## [Position annotation records]
== == ==

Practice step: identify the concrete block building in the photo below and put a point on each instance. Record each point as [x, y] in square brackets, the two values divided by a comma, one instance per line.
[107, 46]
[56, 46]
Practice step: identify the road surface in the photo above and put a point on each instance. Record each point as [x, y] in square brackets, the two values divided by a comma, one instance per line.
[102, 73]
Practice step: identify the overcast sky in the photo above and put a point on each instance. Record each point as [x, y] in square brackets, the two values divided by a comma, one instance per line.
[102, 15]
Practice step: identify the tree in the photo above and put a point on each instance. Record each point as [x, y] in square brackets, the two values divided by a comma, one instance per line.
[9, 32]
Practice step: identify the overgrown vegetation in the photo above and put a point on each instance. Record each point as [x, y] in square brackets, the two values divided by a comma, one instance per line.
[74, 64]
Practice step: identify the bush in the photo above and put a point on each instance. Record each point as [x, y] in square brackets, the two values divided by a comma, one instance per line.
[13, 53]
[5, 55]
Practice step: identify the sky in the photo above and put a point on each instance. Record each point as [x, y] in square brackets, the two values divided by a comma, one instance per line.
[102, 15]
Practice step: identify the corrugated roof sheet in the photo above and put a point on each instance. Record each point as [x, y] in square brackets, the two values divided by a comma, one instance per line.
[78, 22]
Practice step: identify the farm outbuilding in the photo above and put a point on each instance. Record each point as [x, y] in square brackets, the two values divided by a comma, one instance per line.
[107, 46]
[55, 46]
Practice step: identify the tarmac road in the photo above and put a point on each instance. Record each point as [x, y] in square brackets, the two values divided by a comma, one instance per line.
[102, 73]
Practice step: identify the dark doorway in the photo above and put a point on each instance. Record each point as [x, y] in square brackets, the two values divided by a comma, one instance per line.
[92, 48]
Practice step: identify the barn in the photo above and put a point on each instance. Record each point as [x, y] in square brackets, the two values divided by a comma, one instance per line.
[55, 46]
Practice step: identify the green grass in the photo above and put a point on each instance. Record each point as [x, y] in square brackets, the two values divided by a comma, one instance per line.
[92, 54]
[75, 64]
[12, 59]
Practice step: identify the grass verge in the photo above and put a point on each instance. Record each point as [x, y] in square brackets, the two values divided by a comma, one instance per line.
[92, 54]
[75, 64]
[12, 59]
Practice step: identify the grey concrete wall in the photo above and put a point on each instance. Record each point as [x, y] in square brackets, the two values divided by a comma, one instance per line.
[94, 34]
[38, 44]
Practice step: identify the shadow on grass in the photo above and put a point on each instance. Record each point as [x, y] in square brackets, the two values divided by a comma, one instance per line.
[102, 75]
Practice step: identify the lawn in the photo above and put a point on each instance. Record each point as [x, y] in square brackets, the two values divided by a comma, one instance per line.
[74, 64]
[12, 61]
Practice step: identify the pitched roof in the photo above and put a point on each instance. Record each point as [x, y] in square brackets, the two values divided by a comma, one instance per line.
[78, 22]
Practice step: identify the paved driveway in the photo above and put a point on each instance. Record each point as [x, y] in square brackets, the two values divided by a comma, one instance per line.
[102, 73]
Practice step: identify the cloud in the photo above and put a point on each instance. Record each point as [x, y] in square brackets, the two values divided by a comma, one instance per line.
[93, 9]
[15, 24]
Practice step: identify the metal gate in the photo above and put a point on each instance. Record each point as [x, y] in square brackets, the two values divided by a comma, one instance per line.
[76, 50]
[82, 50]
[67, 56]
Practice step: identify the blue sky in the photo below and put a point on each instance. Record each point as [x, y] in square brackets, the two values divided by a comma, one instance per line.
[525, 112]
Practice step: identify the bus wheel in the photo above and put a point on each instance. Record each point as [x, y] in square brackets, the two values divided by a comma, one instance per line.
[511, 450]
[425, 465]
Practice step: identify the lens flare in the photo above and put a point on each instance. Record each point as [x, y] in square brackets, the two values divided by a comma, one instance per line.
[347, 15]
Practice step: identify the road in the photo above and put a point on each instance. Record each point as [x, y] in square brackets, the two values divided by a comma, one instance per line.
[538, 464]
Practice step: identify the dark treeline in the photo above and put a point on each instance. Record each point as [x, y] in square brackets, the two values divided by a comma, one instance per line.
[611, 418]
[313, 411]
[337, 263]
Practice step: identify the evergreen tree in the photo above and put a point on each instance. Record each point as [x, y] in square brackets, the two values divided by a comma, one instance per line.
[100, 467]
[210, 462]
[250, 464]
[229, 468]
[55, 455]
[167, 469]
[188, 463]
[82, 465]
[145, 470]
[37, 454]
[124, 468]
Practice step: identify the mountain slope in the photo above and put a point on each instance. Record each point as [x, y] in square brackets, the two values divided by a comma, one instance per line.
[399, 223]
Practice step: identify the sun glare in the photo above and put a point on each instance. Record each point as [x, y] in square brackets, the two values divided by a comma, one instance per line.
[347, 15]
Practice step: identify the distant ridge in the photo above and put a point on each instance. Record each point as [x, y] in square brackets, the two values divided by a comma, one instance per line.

== == ==

## [TASK BRIEF]
In the records above, find the line containing "Practice step: identify the mountain"; please retype it and every line after it through the last line, exactly and with nothing else.

## [TASK SOLUTION]
Practice step: identify the mountain slope in the photo above and put a point on each instance. Record each point as [x, y] in square brackets, the two values divided by a comma, one instance per line.
[399, 223]
Practice step: identify the sun glare in the photo above and put a point on each instance. Record each point as [x, y] in square brackets, the two values divided by a comma, one instance per line.
[347, 15]
Practice step: identify the distant ridge in the photo above and put a point on each instance. Record each point as [x, y] in square brackets, the two values divided by a comma, one instance per line.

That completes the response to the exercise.